(Records in a dataset)
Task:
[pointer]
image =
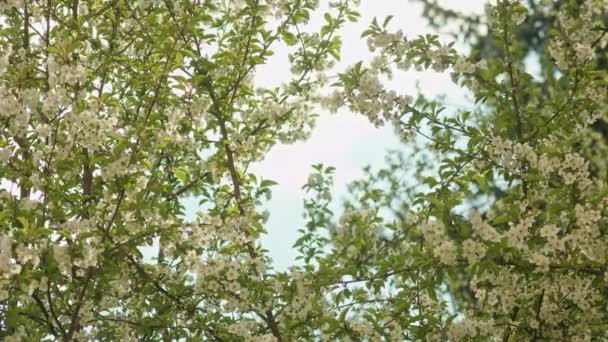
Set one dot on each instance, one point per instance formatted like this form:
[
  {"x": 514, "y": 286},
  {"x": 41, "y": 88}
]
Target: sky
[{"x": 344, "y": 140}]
* * *
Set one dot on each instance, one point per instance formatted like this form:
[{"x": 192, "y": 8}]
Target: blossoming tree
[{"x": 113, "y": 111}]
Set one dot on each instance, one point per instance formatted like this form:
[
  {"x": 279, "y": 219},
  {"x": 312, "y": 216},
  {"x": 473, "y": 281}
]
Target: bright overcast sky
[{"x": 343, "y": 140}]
---
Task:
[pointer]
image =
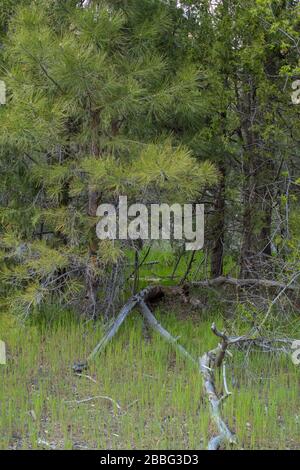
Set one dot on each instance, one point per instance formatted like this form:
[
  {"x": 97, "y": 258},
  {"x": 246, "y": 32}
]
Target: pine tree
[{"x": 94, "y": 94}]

» Given request
How many lines of the records above contain the string "Target", matching case? Reply with the number alone.

» Solution to this task
4